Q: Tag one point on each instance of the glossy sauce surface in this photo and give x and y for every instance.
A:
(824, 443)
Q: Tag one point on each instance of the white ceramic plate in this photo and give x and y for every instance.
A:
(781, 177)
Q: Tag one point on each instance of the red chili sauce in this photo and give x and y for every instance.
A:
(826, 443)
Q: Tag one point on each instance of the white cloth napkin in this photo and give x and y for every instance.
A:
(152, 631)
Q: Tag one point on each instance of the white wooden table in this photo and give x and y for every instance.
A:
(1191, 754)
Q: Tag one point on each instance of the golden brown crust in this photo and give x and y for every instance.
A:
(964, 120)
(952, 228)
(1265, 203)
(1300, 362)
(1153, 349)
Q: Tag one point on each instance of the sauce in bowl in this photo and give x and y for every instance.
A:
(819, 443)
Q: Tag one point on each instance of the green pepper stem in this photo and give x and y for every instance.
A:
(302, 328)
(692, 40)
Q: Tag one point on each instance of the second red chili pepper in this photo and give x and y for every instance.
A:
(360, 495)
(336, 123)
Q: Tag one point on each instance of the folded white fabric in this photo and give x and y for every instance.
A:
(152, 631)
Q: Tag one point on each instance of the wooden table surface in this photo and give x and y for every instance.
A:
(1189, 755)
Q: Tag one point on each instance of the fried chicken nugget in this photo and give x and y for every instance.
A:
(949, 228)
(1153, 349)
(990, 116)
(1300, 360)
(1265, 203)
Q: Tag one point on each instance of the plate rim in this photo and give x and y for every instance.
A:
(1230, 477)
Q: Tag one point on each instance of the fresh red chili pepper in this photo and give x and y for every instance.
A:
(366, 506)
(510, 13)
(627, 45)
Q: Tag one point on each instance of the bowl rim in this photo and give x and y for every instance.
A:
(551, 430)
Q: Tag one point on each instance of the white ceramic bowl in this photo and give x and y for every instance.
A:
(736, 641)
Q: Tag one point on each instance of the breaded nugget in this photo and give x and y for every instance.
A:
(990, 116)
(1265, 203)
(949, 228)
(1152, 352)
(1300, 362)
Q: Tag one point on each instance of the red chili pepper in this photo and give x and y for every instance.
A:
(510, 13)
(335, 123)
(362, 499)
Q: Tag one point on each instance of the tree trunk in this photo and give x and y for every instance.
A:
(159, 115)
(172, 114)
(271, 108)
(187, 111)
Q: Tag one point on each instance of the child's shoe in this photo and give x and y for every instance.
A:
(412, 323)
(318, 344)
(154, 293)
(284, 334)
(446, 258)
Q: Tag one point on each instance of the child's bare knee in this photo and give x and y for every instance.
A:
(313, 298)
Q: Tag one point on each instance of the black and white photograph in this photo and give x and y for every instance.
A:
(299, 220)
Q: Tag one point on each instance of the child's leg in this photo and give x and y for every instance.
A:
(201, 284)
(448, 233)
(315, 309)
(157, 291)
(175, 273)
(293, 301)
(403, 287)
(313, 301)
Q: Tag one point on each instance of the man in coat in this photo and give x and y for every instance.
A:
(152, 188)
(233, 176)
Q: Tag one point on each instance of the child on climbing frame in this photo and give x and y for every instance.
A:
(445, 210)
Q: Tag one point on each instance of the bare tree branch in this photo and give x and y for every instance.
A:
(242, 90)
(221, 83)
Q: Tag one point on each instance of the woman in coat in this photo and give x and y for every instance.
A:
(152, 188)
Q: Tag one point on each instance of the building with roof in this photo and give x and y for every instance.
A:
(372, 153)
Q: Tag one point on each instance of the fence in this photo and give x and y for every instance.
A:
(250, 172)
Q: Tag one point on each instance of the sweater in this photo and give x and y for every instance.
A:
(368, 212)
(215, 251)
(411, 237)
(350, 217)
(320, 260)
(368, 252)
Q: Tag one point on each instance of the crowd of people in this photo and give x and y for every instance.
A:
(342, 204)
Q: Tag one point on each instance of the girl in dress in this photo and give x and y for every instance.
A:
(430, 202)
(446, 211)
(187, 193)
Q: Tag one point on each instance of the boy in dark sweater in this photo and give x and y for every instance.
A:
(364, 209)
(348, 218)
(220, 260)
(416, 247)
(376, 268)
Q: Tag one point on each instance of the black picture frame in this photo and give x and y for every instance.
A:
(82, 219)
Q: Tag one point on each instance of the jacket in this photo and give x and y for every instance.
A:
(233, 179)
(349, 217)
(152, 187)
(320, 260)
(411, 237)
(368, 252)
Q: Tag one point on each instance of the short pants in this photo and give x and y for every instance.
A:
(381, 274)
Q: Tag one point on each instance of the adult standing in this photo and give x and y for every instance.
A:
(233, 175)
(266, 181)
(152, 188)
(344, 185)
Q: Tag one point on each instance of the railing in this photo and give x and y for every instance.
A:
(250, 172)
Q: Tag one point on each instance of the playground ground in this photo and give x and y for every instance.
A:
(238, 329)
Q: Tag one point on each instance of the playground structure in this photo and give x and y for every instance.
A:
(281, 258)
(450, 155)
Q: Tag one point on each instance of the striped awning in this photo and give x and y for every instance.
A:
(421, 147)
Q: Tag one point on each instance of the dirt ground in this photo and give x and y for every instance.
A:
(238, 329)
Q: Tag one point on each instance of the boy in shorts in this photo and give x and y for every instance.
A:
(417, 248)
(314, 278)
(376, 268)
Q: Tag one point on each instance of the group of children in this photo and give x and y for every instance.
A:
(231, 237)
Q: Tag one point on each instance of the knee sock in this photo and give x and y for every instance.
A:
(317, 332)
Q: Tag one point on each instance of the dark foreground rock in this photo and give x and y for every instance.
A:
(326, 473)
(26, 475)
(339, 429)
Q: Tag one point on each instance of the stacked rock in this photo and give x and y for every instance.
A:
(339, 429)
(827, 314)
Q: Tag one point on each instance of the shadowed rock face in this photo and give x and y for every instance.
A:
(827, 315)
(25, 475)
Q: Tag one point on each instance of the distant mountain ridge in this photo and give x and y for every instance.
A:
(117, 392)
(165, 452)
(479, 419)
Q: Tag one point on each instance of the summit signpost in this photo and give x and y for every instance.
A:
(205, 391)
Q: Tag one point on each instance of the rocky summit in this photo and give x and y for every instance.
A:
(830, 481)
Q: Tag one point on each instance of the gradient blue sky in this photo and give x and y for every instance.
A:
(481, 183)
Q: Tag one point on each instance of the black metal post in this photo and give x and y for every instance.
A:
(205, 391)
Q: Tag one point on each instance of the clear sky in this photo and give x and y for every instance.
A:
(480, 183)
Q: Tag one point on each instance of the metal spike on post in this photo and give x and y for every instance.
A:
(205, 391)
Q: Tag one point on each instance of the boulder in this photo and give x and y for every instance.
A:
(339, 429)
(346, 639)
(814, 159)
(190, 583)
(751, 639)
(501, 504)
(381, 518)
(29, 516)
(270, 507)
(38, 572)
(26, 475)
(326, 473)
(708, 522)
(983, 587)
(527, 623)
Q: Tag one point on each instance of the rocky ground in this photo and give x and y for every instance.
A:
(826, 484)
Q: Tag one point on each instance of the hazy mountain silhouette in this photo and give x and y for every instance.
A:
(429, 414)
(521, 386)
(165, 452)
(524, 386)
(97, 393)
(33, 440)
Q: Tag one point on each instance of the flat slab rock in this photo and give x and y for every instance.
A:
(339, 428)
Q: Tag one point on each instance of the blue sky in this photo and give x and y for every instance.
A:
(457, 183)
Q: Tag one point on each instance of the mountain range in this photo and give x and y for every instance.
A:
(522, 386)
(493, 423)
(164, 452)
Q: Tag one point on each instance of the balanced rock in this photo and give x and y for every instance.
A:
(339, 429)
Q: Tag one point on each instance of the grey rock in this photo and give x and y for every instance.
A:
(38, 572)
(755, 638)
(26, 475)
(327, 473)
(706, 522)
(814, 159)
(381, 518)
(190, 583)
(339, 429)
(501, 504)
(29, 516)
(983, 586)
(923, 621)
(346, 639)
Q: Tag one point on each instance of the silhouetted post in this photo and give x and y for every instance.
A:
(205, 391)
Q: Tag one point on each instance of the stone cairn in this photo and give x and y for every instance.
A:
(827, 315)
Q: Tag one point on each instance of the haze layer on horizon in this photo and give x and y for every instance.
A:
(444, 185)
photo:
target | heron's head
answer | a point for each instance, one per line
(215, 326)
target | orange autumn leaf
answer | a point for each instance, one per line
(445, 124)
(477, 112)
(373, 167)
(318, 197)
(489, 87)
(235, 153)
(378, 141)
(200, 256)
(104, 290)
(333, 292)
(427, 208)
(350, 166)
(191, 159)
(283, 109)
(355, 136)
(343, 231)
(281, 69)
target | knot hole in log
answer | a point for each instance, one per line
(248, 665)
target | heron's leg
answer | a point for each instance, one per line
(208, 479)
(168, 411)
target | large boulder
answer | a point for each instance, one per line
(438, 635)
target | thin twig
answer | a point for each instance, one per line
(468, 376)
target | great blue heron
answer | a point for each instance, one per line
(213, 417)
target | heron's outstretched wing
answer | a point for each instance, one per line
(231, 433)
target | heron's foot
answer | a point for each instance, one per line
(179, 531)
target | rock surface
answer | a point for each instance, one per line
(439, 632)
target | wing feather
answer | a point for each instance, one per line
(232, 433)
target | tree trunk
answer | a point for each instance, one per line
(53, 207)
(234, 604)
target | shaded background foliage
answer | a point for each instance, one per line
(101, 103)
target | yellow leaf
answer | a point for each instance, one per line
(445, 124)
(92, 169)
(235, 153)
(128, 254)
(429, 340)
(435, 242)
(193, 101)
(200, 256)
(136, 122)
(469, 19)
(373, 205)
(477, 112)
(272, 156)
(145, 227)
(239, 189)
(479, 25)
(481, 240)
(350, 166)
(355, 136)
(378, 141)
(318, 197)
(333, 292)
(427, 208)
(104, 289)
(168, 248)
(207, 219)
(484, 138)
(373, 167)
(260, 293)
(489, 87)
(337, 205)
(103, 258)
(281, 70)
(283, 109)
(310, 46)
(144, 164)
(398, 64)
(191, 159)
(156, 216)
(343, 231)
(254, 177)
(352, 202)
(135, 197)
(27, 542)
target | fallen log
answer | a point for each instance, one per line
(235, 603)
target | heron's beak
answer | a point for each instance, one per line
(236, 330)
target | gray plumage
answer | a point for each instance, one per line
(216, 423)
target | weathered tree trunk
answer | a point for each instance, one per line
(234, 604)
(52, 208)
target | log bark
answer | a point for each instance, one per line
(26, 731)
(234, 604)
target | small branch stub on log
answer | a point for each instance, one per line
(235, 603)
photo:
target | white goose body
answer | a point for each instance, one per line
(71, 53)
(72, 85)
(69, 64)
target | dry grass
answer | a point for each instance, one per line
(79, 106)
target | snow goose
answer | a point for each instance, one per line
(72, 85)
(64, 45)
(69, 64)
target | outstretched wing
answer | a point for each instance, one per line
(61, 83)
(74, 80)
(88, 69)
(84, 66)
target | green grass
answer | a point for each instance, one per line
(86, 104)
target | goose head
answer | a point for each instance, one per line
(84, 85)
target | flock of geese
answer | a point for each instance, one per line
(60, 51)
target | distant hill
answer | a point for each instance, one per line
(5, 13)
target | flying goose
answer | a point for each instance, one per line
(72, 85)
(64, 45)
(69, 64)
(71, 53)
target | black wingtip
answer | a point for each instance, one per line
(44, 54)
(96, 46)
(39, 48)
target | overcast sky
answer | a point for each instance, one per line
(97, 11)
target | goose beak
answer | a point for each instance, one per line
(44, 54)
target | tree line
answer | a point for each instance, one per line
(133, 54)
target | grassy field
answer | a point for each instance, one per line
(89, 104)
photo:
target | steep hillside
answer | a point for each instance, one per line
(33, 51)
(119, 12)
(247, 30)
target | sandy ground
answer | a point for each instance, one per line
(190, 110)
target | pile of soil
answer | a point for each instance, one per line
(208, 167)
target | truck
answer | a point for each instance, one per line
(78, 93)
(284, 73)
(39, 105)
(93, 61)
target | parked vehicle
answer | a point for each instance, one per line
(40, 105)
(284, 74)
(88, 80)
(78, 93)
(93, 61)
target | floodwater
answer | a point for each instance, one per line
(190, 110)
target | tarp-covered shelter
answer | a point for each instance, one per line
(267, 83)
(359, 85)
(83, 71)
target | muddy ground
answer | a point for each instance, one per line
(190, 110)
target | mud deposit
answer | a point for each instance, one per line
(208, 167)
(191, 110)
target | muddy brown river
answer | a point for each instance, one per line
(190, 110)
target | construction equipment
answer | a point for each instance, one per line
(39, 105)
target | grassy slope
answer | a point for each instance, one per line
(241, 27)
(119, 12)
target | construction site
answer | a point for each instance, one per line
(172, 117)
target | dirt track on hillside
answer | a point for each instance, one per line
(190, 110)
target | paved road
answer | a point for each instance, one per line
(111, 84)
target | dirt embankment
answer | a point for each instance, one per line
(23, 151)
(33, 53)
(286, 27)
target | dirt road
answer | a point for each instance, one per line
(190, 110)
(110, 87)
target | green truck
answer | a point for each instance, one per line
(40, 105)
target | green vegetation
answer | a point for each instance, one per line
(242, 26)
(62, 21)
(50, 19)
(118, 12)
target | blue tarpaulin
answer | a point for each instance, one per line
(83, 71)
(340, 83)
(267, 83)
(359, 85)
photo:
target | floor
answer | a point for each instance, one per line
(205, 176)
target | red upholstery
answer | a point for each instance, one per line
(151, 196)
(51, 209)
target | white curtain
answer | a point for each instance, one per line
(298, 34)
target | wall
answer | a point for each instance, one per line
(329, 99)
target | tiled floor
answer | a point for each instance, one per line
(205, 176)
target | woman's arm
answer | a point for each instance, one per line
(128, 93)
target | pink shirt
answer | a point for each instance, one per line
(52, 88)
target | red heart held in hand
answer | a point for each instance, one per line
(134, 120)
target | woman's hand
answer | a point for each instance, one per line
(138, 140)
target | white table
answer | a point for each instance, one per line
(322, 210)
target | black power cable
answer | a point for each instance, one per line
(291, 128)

####

▶ **WHAT IS BEING ASKED**:
Up to and including the line that contains "Q: Tag one point on each instance of the green", output the records above exactly, beginning with their first line.

▶ **EXERCISE RESULT**:
Q: Tag one point on each instance of the glossy sauce surface in this photo and give x and y for every instance.
A:
(824, 443)
Q: Tag one point on each instance of the white ceramic plate in this photo and give x and y for every instance.
A:
(781, 177)
Q: Tag one point on each instance of the red chili sauce in this photo and give x and y for every instance.
A:
(826, 443)
Q: Tag one point on each instance of the white cloth napkin in this photo and give x and y for every instance.
A:
(152, 631)
Q: Tag one point on each instance of the white wooden table in this photo and give x and y for every instance.
A:
(1191, 754)
Q: Tag one point on each instance of the golden brown crust in this photo and give x and y for every instance.
A:
(964, 120)
(952, 228)
(1265, 203)
(1300, 362)
(1153, 349)
Q: Tag one point on each instance of the sauce in bowl in this photo and give x and y for every instance.
A:
(819, 443)
Q: Tag one point on each instance of the green pepper stem in this photo and give x and y for every instance.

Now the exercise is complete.